What needs to be done: Write out the part of the forum thread below starting at "Pac · January" and ending at "good news anyway.", word for word.

Exercise text:
Pac · January 23, 2021, 10:19am

For such a young node it’s not surprising to have very little activity. It takes around one month for the node to get vetted and receive full traffic.

This said, I’m a bit surprised to see you’re about to get vetted on the us2 test satellite already (12tRQrMTWUWwzwGh18i7Fqs67kmdhH9t6aToeiwbo5mfS2rUmo). But that’s probably simply because this sat’ does not manage a lot of data, vetting must be way faster on this sat’. It’s good news anyway.

So… you’re web dashboard does work?
If you can see activity (both ingress and egress) on all satellites, and if your dashboard shows “Online”, then I think you’re fine. Just be patient, when launching a new node, first weeks are very quiet. That’s expected.

orangepeelbeef · January 23, 2021, 10:21am

Ok, I have a fios connection so it’s very stable and I had a bunch of traffic and storage on the second day and then it all must have migrated elsewhere. Not really sure what are the warning signs :D. I will be patient and see how it pans out. I allocated 5TB, so hopefully it gets there.

Dataset entries:
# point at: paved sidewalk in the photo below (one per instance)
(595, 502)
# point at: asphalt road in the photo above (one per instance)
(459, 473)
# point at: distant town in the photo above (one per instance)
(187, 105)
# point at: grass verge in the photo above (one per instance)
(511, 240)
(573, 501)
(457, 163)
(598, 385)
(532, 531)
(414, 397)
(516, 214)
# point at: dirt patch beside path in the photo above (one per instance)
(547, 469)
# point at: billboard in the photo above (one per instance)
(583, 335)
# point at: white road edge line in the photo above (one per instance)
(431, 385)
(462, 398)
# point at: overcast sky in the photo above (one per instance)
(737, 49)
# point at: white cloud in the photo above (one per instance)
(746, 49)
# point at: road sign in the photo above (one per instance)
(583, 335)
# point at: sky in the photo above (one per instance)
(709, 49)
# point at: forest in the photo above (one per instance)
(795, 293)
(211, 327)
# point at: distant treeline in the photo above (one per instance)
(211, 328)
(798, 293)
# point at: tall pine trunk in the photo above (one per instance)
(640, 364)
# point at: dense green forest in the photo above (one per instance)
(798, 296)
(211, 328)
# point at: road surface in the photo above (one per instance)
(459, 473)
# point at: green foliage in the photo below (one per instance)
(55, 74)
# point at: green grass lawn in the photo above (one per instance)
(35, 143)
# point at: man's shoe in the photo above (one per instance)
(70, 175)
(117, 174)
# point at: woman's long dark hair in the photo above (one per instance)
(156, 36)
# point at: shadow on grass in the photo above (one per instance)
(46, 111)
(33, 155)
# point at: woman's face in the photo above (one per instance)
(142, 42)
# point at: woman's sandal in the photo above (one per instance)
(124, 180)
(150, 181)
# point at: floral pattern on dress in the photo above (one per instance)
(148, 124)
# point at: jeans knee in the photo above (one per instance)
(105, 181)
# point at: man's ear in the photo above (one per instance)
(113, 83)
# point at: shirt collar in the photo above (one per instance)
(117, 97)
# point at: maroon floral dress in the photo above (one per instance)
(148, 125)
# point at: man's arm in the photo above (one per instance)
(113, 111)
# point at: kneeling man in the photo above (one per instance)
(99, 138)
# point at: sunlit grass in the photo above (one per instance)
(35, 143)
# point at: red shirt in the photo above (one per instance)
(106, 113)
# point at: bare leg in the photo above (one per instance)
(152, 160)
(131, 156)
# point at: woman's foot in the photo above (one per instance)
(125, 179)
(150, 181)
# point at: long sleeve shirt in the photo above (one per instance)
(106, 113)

Written response:
Pac · January 23, 2021, 10:19am

For such a young node it’s not surprising to have very little activity. It takes around one month for the node to get vetted and receive full traffic.

This said, I’m a bit surprised to see you’re about to get vetted on the us2 test satellite already (12tRQrMTWUWwzwGh18i7Fqs67kmdhH9t6aToeiwbo5mfS2rUmo). But that’s probably simply because this sat’ does not manage a lot of data, vetting must be way faster on this sat’. It’s good news anyway.